__設問__: 以下のパラグラフ・ライティングに関する文章を、最後の一文のあとから書き継いでもらえますか？

目次
前回は文章の最小単位である「文」について、読みやすくするコツを紹介しました。今回は、その「文」をどのように並べて文章全体を構成していけばよいか、「パラグラフ・ライティング」という技術をヒントに説明します。作文・小論文の指導の一例としてご活用ください。
パラグラフとは
作文や小論文を指導する際、段落について児童・生徒にどのように伝えていますか。「話題が変わるときに、段落を分けよう。」と伝えているでしょうか。それも間違いではありませんが、段落の分け方や内部の構造についての明確なルールをふまえて書くと、格段に論理的で読みやすい文章になります。
そこで重要なのが、「パラグラフ」という要素です。パラグラフの役割は、自分の考えを伝わりやすい順番にまとめて並べやすくすることです。まずは、パラグラフを作るときのルールを理解して、指導に活かすための準備をしていきましょう。
段落とパラグラフの違い
では、「段落」と「パラグラフ」の違いはなんでしょうか。「パラグラフ」を日本語に訳すと「段落」となるため誤解を招きやすいのですが、厳密には、この2つの言葉は意味が違います。

(検出データセットからの抜粋)
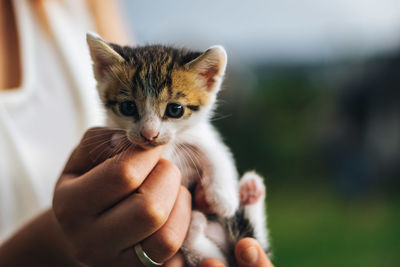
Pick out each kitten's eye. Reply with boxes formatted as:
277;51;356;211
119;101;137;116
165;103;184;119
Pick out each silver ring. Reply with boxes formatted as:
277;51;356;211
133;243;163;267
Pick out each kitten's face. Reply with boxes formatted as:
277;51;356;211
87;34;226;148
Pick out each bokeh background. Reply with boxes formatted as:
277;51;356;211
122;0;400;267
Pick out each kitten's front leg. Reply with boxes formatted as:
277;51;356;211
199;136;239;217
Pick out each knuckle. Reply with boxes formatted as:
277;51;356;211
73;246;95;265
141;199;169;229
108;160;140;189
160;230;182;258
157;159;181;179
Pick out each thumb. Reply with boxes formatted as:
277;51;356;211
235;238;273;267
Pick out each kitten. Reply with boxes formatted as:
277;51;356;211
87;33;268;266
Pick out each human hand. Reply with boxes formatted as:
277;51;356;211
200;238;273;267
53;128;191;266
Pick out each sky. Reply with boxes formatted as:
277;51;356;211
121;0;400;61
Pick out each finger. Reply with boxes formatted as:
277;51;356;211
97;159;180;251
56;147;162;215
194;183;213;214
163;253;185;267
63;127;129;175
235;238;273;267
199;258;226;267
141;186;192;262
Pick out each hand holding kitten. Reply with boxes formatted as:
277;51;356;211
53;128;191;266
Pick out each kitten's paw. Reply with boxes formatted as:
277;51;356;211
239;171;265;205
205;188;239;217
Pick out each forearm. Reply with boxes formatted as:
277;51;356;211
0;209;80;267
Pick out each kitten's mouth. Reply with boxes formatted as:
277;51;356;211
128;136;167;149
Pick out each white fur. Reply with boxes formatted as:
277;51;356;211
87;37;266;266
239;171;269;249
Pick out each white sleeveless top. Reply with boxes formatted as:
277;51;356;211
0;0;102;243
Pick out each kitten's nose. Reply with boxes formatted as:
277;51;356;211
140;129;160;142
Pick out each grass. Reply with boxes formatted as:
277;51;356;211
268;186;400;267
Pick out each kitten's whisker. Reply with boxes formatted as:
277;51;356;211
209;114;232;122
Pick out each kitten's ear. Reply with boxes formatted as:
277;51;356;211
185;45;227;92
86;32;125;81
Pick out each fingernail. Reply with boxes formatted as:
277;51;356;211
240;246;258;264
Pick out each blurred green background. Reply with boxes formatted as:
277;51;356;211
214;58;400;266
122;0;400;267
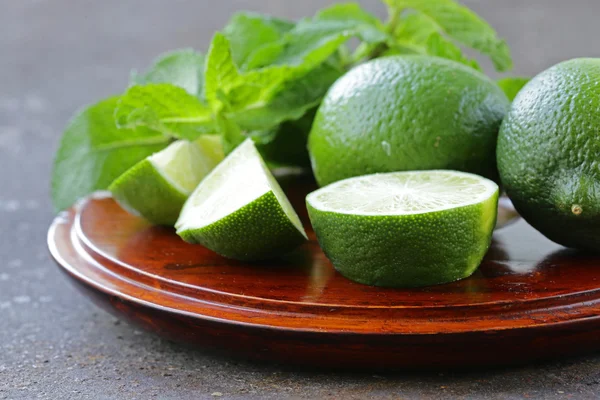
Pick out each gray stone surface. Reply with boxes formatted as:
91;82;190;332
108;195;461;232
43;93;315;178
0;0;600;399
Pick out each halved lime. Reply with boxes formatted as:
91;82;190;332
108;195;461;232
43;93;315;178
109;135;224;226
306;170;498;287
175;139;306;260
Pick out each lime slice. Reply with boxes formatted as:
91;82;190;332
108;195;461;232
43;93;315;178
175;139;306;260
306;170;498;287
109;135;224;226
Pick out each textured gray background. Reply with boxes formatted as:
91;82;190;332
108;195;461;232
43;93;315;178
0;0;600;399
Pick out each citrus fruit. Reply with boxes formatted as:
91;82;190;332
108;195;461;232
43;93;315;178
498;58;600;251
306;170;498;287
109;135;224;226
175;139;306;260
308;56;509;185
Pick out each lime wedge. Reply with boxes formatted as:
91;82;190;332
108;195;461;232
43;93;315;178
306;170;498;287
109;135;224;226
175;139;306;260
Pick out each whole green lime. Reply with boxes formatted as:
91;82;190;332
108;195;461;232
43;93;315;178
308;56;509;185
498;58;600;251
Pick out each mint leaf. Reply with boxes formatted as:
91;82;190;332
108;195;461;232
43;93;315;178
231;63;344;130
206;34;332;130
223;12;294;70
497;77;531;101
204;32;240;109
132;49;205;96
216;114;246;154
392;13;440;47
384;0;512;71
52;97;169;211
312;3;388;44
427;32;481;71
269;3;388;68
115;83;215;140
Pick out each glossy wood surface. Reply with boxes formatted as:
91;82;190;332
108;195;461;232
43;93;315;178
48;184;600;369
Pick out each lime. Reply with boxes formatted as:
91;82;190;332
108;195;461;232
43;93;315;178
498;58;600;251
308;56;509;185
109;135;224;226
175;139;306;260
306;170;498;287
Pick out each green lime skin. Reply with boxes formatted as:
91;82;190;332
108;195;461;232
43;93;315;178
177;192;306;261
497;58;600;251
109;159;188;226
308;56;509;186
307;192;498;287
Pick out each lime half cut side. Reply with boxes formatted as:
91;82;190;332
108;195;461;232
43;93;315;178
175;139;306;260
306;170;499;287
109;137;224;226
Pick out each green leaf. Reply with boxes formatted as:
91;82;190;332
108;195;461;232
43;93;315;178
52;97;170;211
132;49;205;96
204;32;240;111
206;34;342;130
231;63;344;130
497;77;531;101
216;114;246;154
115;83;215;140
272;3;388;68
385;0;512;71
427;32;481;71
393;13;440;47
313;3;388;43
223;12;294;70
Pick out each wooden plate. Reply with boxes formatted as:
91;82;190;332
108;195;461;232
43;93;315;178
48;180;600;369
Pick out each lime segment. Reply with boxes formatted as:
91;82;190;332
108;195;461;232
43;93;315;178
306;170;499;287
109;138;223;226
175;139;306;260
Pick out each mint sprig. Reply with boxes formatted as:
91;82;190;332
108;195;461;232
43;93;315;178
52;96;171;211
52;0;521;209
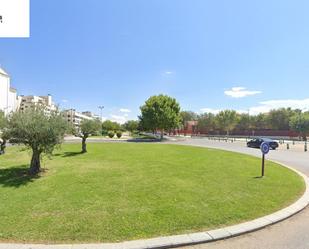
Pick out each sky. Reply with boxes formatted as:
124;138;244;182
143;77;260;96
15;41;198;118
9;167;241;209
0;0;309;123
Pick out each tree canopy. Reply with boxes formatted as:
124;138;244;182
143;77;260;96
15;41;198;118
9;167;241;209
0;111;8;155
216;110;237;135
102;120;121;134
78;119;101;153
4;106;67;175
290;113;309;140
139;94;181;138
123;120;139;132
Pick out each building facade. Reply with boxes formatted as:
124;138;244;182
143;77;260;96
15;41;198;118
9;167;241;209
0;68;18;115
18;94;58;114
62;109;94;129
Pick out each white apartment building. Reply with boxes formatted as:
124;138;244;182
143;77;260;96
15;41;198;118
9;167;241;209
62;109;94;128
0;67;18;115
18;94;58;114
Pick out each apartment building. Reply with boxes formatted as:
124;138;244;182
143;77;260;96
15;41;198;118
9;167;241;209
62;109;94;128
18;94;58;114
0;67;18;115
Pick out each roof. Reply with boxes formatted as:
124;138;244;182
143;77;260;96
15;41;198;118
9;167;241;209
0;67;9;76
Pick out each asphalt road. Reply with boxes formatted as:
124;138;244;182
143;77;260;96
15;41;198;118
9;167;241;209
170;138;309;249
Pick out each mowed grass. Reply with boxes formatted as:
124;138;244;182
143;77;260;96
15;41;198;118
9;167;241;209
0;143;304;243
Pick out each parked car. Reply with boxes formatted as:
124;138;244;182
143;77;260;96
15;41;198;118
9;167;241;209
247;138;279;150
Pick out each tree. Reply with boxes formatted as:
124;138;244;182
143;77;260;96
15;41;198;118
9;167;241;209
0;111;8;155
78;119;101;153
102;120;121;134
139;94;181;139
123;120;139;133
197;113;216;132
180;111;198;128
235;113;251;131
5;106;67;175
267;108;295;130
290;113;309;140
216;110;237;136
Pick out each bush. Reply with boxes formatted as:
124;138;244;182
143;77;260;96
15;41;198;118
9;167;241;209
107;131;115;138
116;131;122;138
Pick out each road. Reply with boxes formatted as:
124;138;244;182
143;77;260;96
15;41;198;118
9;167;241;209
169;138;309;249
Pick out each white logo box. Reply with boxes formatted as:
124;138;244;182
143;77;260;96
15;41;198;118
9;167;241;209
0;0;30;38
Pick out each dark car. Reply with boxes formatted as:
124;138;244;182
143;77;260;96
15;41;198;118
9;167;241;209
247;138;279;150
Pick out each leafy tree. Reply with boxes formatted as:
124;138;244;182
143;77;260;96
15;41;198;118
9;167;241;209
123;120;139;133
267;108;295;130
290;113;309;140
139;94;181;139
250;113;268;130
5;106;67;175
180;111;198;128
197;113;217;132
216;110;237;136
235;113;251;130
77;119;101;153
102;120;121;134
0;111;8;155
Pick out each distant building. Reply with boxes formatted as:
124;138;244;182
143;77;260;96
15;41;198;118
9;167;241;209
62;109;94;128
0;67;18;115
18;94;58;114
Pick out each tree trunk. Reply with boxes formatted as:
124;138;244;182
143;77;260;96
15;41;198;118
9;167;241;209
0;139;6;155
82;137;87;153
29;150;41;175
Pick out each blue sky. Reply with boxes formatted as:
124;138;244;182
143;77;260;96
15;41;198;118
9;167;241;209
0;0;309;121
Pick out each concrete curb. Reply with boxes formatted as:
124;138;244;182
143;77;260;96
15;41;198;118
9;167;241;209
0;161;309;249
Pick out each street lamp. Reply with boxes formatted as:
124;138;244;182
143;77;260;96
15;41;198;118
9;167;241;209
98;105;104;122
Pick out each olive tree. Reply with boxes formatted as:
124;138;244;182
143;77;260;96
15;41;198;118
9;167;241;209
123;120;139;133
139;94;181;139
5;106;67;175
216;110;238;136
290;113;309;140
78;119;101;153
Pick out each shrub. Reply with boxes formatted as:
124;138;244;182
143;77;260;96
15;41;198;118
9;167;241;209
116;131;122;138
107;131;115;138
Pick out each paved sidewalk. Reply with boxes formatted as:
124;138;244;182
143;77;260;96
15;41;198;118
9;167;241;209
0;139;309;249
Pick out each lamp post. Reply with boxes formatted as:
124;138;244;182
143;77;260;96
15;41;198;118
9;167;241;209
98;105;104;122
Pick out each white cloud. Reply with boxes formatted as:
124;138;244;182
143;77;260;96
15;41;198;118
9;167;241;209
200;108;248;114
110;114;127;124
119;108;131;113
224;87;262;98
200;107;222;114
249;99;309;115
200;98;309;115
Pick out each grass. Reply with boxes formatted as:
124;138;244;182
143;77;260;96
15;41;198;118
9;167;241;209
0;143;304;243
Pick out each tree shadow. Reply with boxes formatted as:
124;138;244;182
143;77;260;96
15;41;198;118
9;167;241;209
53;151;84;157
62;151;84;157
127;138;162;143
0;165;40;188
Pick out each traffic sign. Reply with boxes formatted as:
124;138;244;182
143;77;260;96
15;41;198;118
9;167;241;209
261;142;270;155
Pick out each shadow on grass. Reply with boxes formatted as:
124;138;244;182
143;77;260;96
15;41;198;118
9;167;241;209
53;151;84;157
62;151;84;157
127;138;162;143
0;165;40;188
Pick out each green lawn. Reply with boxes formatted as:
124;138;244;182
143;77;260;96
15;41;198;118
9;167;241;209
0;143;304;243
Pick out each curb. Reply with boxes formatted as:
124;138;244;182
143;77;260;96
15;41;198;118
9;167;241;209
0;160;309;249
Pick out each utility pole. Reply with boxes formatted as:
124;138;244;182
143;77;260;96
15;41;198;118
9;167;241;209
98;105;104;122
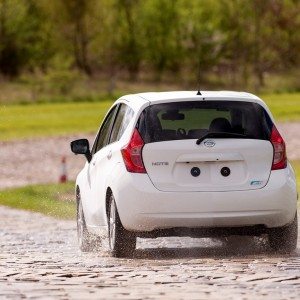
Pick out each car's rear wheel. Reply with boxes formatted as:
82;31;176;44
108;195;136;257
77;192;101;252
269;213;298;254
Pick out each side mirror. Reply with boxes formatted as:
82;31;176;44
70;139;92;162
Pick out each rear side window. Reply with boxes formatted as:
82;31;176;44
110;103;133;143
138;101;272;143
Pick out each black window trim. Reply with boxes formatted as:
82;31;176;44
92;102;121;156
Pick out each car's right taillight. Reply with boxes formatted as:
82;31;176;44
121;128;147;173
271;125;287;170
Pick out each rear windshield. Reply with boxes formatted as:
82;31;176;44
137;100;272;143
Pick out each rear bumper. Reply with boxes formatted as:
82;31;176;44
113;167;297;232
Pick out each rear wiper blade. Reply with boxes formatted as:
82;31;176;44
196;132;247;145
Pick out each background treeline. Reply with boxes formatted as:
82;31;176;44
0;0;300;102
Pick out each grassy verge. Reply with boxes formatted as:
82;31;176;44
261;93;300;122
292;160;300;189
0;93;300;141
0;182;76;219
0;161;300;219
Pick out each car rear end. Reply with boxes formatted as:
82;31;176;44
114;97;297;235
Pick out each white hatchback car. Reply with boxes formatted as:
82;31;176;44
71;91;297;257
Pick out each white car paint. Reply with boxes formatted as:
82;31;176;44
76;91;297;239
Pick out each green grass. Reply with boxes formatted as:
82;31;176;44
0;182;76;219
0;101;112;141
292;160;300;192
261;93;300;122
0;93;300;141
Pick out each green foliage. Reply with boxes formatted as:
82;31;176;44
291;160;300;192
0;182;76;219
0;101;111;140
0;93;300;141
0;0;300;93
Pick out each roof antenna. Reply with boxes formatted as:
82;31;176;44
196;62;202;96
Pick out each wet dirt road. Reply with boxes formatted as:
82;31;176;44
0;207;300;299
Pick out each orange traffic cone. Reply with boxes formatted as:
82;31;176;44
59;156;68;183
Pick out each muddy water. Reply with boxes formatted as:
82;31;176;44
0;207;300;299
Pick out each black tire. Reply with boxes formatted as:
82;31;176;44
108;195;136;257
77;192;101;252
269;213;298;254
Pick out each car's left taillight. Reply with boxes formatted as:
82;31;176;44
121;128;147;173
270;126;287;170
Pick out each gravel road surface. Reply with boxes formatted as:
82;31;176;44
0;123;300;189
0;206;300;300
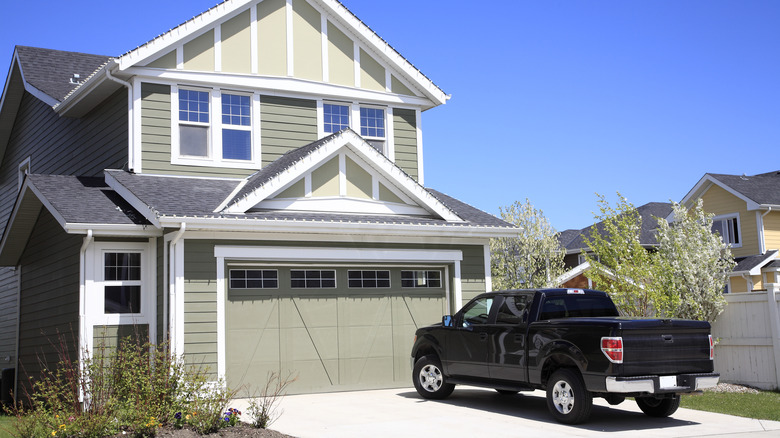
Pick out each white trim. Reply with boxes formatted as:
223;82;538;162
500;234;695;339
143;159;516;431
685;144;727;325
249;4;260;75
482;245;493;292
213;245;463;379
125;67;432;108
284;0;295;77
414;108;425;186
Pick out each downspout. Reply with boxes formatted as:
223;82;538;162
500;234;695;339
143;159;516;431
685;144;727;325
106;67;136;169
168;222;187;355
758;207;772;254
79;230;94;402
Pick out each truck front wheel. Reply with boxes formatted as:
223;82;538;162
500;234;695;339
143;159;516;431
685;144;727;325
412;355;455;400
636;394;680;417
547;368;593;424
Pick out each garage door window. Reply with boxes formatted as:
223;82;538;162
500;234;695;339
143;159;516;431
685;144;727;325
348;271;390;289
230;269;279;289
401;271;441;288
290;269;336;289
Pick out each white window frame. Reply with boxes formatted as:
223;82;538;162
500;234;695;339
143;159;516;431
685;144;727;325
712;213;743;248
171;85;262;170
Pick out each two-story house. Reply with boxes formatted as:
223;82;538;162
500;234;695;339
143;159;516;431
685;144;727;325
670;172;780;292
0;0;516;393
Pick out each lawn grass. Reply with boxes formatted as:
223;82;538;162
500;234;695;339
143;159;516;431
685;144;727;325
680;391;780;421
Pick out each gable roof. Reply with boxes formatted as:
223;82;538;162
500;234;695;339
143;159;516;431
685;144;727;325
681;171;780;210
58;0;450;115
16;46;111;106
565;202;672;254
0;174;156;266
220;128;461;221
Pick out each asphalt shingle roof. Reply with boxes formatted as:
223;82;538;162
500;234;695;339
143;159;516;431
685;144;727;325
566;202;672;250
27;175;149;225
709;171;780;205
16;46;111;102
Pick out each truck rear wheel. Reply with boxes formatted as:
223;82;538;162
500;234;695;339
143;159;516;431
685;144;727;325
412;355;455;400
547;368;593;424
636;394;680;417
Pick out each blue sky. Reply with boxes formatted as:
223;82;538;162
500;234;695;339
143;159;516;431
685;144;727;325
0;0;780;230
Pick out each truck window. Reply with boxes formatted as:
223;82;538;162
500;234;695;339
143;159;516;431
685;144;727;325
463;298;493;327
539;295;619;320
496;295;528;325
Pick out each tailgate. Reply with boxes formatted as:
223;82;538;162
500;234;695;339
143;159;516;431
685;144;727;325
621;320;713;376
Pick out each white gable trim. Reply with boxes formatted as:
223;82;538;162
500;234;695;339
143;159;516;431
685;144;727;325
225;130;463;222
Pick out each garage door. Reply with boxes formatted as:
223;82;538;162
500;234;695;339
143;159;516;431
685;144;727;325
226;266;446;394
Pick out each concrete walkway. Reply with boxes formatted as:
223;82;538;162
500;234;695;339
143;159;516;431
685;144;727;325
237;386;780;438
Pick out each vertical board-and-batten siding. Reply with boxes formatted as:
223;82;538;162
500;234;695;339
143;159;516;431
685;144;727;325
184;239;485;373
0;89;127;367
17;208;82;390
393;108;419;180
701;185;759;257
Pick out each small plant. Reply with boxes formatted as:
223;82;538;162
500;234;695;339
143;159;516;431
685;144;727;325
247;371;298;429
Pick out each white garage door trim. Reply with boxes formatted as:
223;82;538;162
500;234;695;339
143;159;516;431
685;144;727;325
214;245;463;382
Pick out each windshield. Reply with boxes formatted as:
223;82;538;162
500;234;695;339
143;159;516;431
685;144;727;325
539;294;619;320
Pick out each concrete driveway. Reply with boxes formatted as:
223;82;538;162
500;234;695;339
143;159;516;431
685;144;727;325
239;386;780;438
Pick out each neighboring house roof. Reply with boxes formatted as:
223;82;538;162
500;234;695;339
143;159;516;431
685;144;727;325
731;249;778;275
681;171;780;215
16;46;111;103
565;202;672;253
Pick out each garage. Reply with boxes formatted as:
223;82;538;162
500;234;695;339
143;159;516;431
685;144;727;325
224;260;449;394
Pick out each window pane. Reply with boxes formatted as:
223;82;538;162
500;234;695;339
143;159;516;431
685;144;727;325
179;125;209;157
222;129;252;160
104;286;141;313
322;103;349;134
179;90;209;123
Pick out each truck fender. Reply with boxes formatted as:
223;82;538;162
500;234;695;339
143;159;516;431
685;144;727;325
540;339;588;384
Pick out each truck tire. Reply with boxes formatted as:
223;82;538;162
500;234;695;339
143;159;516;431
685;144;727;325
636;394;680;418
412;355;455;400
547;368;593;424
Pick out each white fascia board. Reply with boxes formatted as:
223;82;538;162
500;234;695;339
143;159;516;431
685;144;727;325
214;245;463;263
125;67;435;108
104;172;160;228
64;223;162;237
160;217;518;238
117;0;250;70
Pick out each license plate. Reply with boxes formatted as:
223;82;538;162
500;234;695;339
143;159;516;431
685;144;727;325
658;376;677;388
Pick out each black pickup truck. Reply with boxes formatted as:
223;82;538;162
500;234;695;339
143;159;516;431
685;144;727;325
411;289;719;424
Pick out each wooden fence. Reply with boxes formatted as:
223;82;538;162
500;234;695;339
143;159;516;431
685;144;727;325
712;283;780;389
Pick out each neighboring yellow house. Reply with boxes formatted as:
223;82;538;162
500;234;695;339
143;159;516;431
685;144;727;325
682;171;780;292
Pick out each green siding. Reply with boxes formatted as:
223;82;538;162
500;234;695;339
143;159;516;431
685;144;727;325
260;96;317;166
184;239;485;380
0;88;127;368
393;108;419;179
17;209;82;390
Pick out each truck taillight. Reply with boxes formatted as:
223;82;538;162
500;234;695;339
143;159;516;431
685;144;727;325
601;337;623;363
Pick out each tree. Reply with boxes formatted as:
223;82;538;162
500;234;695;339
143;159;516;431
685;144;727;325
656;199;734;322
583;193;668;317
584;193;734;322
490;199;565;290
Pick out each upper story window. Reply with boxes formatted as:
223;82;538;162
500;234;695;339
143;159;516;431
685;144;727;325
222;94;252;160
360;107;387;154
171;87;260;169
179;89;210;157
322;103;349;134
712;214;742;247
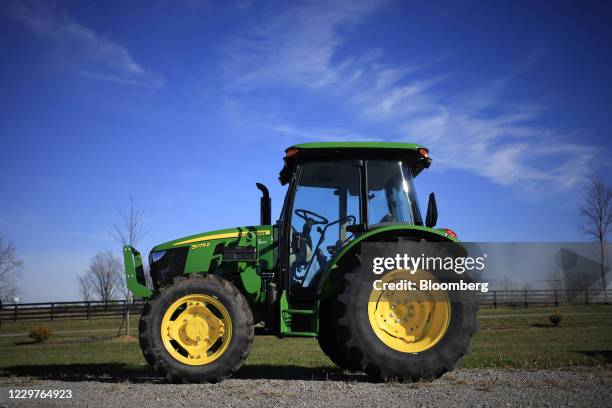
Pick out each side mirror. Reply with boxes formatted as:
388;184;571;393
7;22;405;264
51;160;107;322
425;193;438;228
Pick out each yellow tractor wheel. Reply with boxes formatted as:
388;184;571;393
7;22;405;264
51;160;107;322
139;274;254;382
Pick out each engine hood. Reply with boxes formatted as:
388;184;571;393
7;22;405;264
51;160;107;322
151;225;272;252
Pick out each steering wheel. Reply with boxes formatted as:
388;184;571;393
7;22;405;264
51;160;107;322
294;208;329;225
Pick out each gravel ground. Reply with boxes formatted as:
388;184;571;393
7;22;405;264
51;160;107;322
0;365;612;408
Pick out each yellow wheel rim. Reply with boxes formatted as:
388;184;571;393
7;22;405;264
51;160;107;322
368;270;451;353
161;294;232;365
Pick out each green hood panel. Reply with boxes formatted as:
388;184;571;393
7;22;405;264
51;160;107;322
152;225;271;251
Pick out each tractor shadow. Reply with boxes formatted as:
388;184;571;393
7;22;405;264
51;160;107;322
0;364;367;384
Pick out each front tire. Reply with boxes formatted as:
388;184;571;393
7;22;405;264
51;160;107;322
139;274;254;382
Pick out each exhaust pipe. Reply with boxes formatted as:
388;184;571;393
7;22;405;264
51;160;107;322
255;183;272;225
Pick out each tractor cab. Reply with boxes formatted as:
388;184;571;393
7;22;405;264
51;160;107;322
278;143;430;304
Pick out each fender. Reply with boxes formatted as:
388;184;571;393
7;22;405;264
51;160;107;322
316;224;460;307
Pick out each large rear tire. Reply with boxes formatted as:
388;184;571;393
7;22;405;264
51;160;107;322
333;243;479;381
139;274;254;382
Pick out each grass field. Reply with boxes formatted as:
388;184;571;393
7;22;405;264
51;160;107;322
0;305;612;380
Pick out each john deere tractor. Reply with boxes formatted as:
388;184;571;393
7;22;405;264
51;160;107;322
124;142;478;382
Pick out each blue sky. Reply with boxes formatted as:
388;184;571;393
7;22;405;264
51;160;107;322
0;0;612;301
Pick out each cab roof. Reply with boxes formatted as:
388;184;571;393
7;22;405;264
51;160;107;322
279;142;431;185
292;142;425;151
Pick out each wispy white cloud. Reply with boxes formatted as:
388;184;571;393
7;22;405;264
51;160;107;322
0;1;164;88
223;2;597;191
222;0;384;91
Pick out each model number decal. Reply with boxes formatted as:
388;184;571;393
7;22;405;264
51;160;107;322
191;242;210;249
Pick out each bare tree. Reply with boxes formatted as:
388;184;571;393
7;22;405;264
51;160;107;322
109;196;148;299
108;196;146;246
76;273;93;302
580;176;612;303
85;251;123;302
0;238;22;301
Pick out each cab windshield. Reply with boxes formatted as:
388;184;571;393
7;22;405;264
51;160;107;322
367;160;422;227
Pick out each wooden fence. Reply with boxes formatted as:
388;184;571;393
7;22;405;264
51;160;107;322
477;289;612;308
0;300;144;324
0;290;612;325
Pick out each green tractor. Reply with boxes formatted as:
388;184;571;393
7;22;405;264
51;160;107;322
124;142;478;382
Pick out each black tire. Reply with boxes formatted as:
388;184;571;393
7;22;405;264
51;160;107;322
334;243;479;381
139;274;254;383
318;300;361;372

__解答__:
日本語教育において「段落」には形式段落と意味段落の2種類があります。形式段落は1ます下げたところで形式的に分けられる文の集まり、意味段落は形式段落がいくつか集まったもので、まとまった1つの意味を構成します。
一方、パラグラフは論文を書くうえでの最小構成単位であり、見た目としては形式段落と同様に1ます下げて始まる文の集まりですが、1つの意味を構成しているという点では意味段落とも似ています。よって、パラグラフとは形式段落と意味段落の両方の特徴を併せ持つ段落だということができます。
この違いを意識するために、ここからはすべて「パラグラフ」という言葉を使っていきます。
パラグラフを意識することの重要性
中学・高校入試で出題される作文や小論文では、限られた時間内に限られた文字数で自分の意見を説明しなければなりません。考えを整理してから書くこと、書き方のパターンに沿って書くことが重要です。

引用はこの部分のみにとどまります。